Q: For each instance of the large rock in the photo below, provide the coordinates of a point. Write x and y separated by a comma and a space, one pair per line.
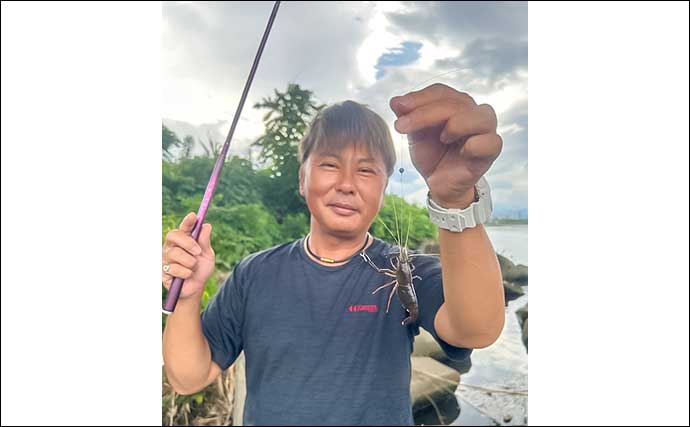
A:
522, 317
426, 346
512, 291
511, 272
432, 389
524, 333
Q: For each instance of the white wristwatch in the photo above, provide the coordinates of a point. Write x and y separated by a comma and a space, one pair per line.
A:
457, 220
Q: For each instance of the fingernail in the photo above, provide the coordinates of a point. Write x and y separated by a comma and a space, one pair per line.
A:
402, 101
402, 123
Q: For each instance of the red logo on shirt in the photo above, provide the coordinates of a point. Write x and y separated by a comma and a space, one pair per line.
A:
370, 308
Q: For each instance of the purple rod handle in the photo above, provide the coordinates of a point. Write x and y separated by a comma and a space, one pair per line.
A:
176, 286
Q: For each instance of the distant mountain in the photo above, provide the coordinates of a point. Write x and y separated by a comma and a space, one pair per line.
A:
501, 212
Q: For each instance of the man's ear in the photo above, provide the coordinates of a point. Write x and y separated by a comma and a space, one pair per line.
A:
301, 180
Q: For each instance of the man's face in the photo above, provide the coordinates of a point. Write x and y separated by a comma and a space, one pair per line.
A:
344, 190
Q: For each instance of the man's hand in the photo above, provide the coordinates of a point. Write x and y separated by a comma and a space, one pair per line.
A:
453, 141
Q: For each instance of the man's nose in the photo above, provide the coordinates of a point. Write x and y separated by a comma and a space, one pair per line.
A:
345, 183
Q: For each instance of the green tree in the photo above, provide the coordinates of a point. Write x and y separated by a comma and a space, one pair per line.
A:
170, 141
187, 146
288, 117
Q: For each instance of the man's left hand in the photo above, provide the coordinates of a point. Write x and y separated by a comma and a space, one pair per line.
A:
453, 141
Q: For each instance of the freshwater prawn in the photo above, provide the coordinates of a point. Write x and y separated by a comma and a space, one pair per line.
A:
401, 272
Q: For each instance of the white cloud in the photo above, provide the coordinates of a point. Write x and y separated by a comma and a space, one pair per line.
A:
332, 48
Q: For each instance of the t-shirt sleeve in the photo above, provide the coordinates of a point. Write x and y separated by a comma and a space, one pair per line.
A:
429, 292
222, 320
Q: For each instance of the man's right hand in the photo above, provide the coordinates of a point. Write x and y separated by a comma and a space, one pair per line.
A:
194, 262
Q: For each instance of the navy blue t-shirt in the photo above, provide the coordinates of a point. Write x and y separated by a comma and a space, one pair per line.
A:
320, 348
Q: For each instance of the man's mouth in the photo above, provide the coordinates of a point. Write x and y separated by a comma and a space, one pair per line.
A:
343, 209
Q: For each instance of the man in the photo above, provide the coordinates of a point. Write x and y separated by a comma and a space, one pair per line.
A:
320, 347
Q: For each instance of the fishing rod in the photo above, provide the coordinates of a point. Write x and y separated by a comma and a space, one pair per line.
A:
176, 286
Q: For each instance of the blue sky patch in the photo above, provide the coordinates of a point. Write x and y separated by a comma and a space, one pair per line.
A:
402, 55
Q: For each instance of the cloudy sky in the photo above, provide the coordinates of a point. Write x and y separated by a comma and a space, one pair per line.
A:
364, 51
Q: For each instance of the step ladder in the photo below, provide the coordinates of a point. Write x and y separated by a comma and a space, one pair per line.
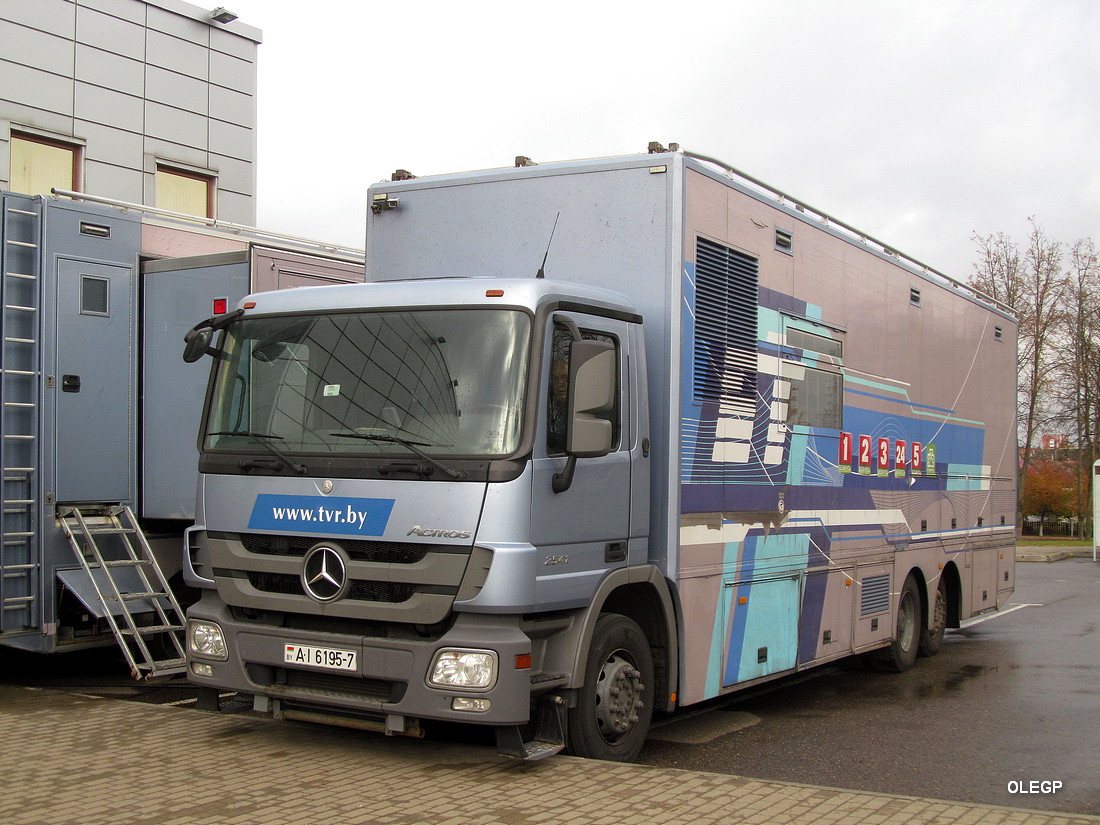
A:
116, 527
20, 382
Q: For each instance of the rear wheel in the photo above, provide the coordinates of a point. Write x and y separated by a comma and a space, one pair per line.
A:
615, 705
931, 637
901, 652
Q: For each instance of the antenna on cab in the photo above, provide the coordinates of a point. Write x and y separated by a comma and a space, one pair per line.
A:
540, 273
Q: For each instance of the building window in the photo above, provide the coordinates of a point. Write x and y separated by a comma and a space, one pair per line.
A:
184, 191
40, 164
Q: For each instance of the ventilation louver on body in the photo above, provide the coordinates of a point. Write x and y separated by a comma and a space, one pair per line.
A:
726, 298
876, 595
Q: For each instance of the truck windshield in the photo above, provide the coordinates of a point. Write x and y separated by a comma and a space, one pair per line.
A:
450, 382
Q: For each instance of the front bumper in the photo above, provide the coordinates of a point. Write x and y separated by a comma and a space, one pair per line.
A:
389, 681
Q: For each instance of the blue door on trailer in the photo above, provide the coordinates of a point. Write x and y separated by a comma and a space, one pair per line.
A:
95, 383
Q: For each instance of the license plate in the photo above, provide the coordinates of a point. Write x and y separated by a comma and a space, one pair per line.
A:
312, 657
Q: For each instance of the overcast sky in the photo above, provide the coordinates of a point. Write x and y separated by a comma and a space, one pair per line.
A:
919, 122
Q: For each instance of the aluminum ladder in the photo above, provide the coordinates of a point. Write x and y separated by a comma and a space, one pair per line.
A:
20, 381
118, 525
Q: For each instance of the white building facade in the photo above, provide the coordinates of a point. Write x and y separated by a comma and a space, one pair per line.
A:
149, 101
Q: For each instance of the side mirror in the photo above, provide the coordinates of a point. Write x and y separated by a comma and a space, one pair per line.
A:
592, 377
592, 392
197, 343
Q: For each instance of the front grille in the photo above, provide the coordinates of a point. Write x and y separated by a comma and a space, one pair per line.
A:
360, 590
393, 552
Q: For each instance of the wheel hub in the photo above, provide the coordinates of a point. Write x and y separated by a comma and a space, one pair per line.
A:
618, 697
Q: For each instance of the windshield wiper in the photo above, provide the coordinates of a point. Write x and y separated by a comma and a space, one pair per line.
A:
260, 438
413, 447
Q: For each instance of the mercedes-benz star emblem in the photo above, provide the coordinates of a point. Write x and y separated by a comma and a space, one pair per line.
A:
323, 573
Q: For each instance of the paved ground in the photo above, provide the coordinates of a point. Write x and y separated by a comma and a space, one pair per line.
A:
73, 759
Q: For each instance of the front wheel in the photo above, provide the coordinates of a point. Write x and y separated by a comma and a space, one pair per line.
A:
615, 704
901, 652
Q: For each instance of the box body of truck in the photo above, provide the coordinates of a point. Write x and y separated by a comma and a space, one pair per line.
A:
812, 457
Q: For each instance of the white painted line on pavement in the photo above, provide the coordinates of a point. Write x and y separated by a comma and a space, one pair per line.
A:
998, 614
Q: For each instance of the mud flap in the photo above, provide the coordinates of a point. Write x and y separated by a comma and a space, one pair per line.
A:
549, 736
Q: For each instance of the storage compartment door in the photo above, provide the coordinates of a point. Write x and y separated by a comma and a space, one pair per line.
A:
95, 383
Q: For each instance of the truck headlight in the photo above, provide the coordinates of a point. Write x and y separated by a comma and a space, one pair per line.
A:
469, 670
205, 639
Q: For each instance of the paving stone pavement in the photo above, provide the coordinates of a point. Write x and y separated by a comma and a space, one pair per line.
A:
80, 760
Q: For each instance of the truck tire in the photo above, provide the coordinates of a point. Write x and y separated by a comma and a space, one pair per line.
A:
900, 653
931, 637
615, 704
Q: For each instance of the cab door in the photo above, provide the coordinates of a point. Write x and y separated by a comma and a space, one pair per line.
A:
581, 531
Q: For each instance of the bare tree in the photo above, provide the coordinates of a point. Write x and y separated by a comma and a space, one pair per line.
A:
1078, 367
1031, 282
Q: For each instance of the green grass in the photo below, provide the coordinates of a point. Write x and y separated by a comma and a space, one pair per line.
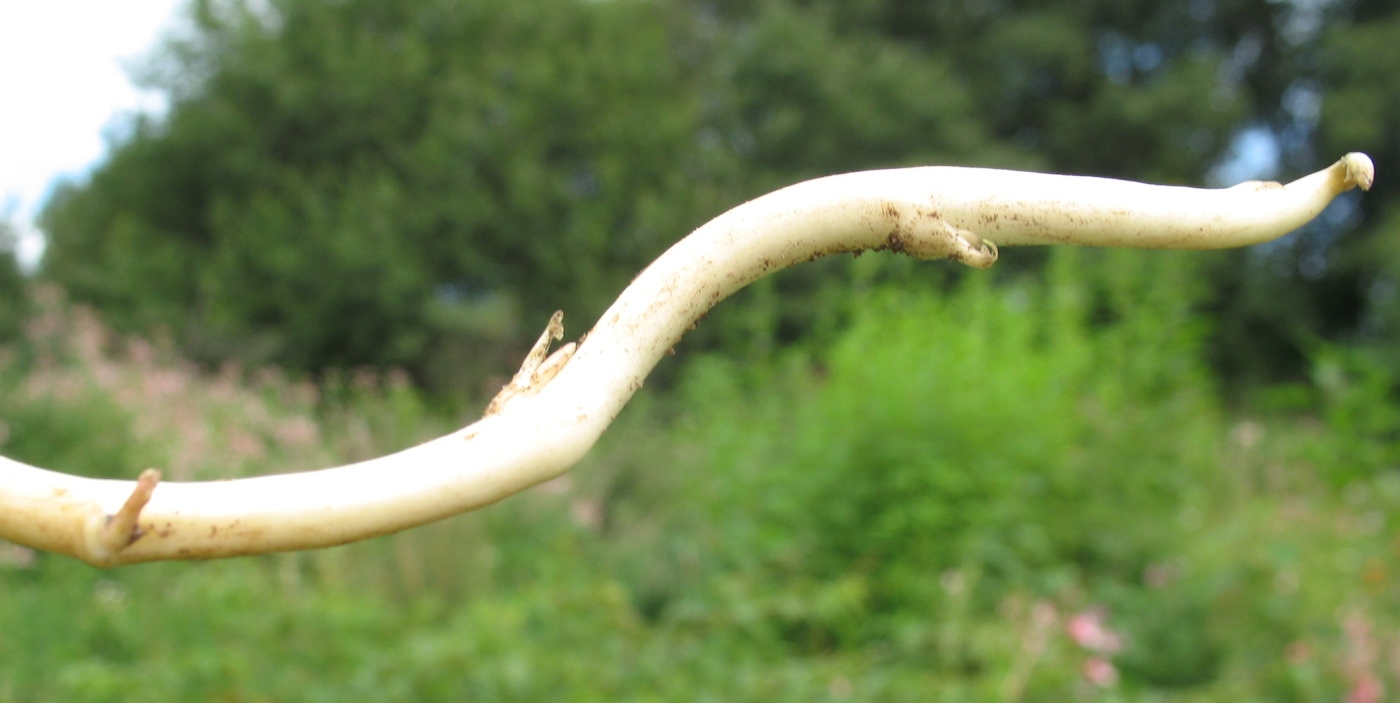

§ **Task instructions**: In the listing above, how many lines include the string "shirt"? Say only the number.

§ **Finished task**: 3